What needs to be done ▸
Please work out how many lines in the entries below include the string "desk", and reply with the number alone.

Records contained in a dataset
┌──

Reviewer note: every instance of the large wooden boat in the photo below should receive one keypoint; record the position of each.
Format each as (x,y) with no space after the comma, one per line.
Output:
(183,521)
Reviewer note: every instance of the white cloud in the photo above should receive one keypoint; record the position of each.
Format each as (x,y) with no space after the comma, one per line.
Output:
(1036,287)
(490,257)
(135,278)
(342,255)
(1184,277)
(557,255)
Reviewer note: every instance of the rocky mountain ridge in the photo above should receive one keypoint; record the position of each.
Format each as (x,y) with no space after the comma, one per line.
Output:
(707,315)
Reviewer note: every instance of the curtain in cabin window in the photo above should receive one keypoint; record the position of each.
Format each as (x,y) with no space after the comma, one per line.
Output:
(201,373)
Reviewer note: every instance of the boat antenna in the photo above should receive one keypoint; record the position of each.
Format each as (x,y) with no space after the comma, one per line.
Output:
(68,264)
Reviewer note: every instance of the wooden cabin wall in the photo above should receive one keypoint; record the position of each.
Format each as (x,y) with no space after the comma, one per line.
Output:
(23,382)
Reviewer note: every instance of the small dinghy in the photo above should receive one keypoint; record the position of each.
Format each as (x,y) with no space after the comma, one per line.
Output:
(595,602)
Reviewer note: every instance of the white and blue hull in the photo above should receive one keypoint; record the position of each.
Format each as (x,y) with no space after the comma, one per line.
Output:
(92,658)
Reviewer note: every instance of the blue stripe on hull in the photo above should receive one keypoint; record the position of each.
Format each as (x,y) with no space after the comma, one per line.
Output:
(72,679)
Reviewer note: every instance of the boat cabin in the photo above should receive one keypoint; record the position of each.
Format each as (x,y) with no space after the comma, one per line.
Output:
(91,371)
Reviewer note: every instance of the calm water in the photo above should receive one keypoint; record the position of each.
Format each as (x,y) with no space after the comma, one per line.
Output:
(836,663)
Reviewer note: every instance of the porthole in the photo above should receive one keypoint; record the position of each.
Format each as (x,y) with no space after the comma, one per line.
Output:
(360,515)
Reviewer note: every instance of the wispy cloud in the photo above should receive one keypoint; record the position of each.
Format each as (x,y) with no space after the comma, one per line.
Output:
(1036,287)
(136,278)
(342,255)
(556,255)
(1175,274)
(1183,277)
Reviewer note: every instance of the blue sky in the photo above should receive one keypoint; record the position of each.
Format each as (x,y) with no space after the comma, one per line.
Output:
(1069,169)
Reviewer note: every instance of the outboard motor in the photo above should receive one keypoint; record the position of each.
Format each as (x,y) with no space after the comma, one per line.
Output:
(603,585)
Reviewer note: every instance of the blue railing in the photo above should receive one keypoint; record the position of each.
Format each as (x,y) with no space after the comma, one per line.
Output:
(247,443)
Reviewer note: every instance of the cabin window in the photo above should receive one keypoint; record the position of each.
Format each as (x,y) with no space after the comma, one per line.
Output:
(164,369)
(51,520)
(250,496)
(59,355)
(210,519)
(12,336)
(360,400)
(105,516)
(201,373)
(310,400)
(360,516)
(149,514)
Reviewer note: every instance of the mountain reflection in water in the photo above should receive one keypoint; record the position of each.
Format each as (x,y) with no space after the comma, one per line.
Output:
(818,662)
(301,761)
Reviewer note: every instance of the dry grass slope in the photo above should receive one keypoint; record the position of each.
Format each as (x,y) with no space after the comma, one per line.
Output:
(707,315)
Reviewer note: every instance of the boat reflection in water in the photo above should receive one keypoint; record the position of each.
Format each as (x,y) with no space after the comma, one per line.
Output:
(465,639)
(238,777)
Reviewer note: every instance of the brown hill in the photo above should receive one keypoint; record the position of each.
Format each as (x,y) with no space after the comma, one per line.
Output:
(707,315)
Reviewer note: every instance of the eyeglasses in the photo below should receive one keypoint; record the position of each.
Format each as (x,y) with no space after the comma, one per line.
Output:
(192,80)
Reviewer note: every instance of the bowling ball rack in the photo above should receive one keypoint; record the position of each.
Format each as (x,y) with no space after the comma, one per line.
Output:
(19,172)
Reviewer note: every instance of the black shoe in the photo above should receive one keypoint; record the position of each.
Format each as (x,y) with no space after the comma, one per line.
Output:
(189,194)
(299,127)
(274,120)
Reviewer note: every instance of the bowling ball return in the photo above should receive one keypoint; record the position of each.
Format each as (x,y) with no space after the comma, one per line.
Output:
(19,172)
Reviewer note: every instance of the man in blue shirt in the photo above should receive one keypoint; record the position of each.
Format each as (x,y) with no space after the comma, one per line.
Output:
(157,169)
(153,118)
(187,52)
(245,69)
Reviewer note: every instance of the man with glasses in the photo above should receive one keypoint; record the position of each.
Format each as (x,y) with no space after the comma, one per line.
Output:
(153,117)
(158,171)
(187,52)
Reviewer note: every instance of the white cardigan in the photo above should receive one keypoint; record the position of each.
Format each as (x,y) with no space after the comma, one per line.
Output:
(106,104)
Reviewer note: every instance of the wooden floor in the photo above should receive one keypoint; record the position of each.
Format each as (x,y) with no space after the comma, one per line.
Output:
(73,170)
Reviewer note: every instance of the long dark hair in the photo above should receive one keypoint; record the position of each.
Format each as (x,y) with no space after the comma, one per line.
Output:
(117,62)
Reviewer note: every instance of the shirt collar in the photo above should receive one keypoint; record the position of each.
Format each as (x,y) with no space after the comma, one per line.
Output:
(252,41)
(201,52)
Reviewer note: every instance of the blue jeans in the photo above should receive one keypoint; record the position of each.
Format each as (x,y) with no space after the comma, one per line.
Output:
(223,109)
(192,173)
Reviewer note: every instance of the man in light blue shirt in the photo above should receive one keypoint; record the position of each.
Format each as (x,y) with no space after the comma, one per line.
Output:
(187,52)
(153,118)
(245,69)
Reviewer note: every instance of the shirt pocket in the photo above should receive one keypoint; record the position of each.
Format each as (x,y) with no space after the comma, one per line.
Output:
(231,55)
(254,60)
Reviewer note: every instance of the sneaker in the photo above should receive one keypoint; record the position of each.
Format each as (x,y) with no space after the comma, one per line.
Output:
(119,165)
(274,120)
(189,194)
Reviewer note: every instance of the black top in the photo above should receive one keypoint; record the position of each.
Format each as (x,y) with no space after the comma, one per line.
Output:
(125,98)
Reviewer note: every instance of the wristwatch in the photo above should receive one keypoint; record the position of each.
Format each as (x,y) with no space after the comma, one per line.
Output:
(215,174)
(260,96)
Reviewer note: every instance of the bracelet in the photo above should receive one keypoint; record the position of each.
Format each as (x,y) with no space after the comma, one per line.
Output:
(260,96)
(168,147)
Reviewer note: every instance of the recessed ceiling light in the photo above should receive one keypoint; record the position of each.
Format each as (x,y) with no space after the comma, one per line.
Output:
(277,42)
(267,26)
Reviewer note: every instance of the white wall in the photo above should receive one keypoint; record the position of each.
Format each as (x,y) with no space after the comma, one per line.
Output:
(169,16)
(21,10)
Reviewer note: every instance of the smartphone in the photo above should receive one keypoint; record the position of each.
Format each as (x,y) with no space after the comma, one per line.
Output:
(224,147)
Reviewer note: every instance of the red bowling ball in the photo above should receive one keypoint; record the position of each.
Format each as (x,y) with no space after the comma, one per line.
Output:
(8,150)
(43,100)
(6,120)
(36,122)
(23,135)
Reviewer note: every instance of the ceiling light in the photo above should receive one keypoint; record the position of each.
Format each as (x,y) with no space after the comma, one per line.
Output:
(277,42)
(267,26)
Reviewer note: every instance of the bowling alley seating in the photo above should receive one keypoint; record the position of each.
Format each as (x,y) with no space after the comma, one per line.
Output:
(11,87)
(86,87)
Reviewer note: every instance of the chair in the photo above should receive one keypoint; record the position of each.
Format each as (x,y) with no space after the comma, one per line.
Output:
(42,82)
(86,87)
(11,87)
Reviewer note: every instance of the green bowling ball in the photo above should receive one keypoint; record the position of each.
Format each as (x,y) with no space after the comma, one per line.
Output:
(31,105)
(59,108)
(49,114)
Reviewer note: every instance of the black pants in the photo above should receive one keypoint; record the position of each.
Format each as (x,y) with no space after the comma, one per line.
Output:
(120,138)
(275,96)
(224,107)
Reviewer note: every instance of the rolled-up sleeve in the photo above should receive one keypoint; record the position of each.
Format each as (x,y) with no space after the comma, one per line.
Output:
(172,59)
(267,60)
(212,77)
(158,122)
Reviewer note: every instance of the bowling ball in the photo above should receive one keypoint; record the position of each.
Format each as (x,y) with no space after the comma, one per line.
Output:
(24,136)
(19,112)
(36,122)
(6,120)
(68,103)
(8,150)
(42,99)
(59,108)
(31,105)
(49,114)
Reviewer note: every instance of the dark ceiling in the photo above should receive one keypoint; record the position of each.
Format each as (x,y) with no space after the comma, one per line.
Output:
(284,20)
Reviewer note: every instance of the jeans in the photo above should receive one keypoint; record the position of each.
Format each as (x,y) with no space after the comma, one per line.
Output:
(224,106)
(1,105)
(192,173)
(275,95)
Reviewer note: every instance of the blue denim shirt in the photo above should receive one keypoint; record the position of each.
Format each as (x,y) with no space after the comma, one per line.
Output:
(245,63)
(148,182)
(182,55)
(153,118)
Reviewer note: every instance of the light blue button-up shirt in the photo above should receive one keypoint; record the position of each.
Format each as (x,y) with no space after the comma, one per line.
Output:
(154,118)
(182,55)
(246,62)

└──
┌──

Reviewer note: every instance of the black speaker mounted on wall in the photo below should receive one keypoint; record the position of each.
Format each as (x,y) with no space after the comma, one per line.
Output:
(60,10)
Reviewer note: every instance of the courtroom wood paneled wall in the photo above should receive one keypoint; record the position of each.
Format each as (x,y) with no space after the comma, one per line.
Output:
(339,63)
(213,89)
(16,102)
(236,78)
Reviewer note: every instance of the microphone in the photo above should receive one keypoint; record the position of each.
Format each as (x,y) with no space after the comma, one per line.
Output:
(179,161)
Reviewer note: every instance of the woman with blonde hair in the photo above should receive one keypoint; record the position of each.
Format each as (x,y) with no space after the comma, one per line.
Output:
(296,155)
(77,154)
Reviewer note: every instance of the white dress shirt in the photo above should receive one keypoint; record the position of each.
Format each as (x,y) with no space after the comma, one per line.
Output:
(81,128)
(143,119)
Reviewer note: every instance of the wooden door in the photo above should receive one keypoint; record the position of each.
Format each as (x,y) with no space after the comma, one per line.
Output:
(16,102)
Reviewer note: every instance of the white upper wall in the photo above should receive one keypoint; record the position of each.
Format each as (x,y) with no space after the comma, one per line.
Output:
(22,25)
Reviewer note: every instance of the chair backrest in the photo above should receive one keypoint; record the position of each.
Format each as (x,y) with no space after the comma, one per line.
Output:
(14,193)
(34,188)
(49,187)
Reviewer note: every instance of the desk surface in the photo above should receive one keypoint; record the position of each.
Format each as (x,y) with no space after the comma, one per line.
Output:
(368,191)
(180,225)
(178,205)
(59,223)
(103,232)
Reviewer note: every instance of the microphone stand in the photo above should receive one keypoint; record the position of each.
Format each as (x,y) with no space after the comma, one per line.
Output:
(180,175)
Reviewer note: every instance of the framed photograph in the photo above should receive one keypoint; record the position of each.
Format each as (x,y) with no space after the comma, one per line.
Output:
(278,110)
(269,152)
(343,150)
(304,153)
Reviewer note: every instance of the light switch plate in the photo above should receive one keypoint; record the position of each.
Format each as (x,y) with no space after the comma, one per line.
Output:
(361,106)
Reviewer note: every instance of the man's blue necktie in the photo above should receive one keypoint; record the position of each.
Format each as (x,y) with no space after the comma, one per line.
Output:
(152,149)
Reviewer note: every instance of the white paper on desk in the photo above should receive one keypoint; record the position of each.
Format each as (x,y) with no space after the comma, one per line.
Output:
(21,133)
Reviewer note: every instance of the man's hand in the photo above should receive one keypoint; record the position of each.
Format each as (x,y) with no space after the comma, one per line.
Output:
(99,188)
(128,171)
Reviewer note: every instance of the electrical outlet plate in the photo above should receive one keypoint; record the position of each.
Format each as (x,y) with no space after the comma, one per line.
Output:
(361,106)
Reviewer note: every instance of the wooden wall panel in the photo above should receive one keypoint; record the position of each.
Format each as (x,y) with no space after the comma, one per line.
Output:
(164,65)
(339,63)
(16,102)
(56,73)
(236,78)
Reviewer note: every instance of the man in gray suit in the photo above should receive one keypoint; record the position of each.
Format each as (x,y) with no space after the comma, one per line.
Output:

└──

Solved problem ▸
2